DESCRIPTION OF THE TASK:
Rewrite every line of the listing below, requests included, shifting each x and y coordinate in the answers up by 18. Leave the numbers in the requests and their format samples unchanged.

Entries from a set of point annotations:
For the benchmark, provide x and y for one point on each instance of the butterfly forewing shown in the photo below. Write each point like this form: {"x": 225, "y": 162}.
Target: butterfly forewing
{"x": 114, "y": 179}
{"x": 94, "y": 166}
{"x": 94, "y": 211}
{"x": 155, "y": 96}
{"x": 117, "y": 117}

FINISHED EXERCISE:
For the benchmark, provide x and y for one point on each instance of the butterfly forewing shown in the photo below. Write each point like this form: {"x": 225, "y": 162}.
Target: butterfly forewing
{"x": 132, "y": 197}
{"x": 112, "y": 184}
{"x": 112, "y": 229}
{"x": 173, "y": 114}
{"x": 135, "y": 135}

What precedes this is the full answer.